TASK TO COMPLETE: Report every line in the listing below that contains the word "black".

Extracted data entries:
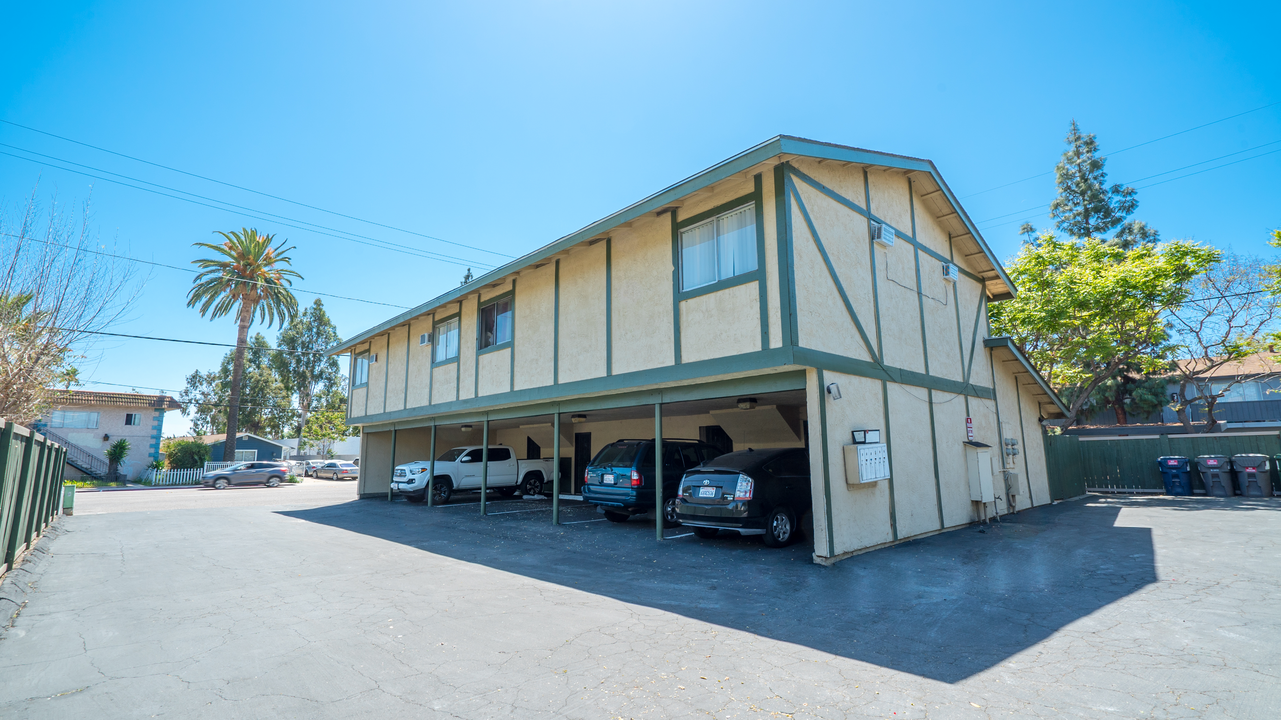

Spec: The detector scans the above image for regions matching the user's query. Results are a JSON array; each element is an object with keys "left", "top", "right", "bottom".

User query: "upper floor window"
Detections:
[
  {"left": 49, "top": 410, "right": 97, "bottom": 428},
  {"left": 432, "top": 318, "right": 459, "bottom": 363},
  {"left": 351, "top": 352, "right": 369, "bottom": 387},
  {"left": 480, "top": 297, "right": 512, "bottom": 350},
  {"left": 680, "top": 205, "right": 756, "bottom": 292}
]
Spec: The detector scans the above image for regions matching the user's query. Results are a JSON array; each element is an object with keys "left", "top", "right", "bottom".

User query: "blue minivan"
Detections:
[{"left": 583, "top": 438, "right": 724, "bottom": 525}]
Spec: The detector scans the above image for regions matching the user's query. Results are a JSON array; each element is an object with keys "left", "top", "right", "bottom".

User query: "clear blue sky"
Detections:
[{"left": 0, "top": 0, "right": 1281, "bottom": 434}]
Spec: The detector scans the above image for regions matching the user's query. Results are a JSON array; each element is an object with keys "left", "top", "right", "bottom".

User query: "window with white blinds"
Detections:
[{"left": 680, "top": 205, "right": 757, "bottom": 292}]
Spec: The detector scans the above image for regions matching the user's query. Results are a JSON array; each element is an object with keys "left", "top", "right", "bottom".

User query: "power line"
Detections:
[
  {"left": 963, "top": 101, "right": 1281, "bottom": 200},
  {"left": 0, "top": 145, "right": 492, "bottom": 268},
  {"left": 0, "top": 232, "right": 407, "bottom": 310},
  {"left": 45, "top": 325, "right": 346, "bottom": 355},
  {"left": 976, "top": 140, "right": 1281, "bottom": 228},
  {"left": 0, "top": 120, "right": 514, "bottom": 259}
]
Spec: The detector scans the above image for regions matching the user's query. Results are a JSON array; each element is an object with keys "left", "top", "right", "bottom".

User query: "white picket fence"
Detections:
[{"left": 141, "top": 468, "right": 205, "bottom": 486}]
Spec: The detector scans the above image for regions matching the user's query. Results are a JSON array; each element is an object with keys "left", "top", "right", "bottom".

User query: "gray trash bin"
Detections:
[
  {"left": 1196, "top": 455, "right": 1234, "bottom": 497},
  {"left": 1232, "top": 452, "right": 1272, "bottom": 497}
]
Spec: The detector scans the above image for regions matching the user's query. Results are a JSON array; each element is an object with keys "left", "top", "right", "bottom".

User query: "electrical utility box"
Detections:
[
  {"left": 965, "top": 441, "right": 997, "bottom": 502},
  {"left": 842, "top": 442, "right": 889, "bottom": 486}
]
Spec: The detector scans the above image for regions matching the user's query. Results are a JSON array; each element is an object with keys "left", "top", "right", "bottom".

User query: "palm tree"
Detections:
[{"left": 187, "top": 228, "right": 302, "bottom": 462}]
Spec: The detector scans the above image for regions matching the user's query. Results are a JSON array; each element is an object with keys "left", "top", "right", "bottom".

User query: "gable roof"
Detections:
[
  {"left": 329, "top": 135, "right": 1015, "bottom": 355},
  {"left": 51, "top": 389, "right": 182, "bottom": 410}
]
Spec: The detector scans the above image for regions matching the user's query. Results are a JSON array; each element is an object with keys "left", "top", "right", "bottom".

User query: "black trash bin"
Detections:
[
  {"left": 1232, "top": 452, "right": 1272, "bottom": 497},
  {"left": 1196, "top": 455, "right": 1235, "bottom": 497},
  {"left": 1157, "top": 455, "right": 1193, "bottom": 495}
]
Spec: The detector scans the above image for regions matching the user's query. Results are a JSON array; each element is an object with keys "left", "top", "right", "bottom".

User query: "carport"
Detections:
[{"left": 360, "top": 372, "right": 808, "bottom": 539}]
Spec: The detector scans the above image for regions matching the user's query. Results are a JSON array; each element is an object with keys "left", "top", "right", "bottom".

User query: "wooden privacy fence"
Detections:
[
  {"left": 0, "top": 419, "right": 67, "bottom": 575},
  {"left": 1045, "top": 432, "right": 1281, "bottom": 500}
]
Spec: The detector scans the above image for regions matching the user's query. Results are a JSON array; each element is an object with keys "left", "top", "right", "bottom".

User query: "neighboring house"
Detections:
[
  {"left": 330, "top": 136, "right": 1065, "bottom": 562},
  {"left": 277, "top": 436, "right": 360, "bottom": 460},
  {"left": 1162, "top": 352, "right": 1281, "bottom": 430},
  {"left": 36, "top": 389, "right": 182, "bottom": 479},
  {"left": 173, "top": 433, "right": 290, "bottom": 462}
]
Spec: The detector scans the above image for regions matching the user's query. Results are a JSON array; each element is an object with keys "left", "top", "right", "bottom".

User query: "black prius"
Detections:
[{"left": 676, "top": 447, "right": 811, "bottom": 547}]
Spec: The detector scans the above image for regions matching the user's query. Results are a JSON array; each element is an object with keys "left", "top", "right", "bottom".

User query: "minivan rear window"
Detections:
[{"left": 592, "top": 442, "right": 642, "bottom": 468}]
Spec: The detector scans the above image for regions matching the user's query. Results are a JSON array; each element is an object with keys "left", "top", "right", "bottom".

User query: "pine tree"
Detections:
[{"left": 1049, "top": 120, "right": 1155, "bottom": 239}]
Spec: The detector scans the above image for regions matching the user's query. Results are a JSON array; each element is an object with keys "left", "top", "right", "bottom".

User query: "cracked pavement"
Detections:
[{"left": 0, "top": 482, "right": 1281, "bottom": 720}]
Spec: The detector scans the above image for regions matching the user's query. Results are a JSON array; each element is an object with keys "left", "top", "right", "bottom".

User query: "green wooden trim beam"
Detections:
[
  {"left": 819, "top": 368, "right": 836, "bottom": 557},
  {"left": 788, "top": 178, "right": 881, "bottom": 365},
  {"left": 752, "top": 173, "right": 770, "bottom": 350},
  {"left": 774, "top": 163, "right": 798, "bottom": 347}
]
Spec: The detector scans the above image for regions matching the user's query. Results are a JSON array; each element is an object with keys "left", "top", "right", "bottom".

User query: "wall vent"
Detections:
[{"left": 872, "top": 223, "right": 894, "bottom": 247}]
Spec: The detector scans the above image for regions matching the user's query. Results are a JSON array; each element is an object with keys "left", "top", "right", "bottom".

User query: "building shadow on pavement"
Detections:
[{"left": 281, "top": 498, "right": 1155, "bottom": 683}]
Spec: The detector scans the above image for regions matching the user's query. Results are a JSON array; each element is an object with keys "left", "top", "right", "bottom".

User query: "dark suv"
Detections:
[
  {"left": 583, "top": 438, "right": 721, "bottom": 524},
  {"left": 676, "top": 447, "right": 811, "bottom": 547}
]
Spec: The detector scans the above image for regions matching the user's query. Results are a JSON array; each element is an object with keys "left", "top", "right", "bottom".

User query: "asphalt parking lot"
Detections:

SOLVED EXERCISE:
User query: "black trash bin"
User query: "black prius"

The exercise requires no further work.